# ARTICLE:
X-Men Cinematic Universe

An adaptation of the X-Men comic book franchise to the silver screen, which pretty much singlehandedly revived superhero movies for the 2000s.

The first film, X-Men 1 was released in 2000. It was followed by two sequels, X 2 X Men United in 2003 and X Men the Last Stand in 2006. See their pages for more details.

Rather than continuing the series chronologically from there, FOX decided to film a series of spin-offs and prequels, starting with X Men Origins Wolverine and continuing with the much more critically acclaimed X Men First Class.

The final installment in the series, The New Mutants, was released in 2020.

With Disney's purchase of Fox, the X-Men Cinematic Universe is over (with The New Mutants being the final movie set in that universe, as mentioned above). All the characters involved will be rebooted in the Marvel Cinematic Universe as brand new characters with no connections with the X-Men Cinematic Universe.

# RAW DATA:
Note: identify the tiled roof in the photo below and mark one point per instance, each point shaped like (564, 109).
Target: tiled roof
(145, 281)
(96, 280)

# PROBLEMS:
A. Using the passage on the X-Men films, decide whether each statement agrees with it: (i) The first film came out in 2000. (ii) After the third film, FOX continued the series in chronological order. (iii) The New Mutants, released in 2020, was the last installment. For each, answer yes or no and quote the deciding words.
B. Write out the passage on the X-Men films starting with "The first film, X-Men" and going on through "for more details.".

# SOLUTIONS TO THE PROBLEMS:
A.
(i) Yes: "The first film, X-Men 1 was released in 2000."
(ii) No: "Rather than continuing the series chronologically from there, FOX decided to film a series of spin-offs and prequels"
(iii) Yes: "The final installment in the series, The New Mutants, was released in 2020."

B.
The first film, X-Men 1 was released in 2000. It was followed by two sequels, X 2 X Men United in 2003 and X Men the Last Stand in 2006. See their pages for more details.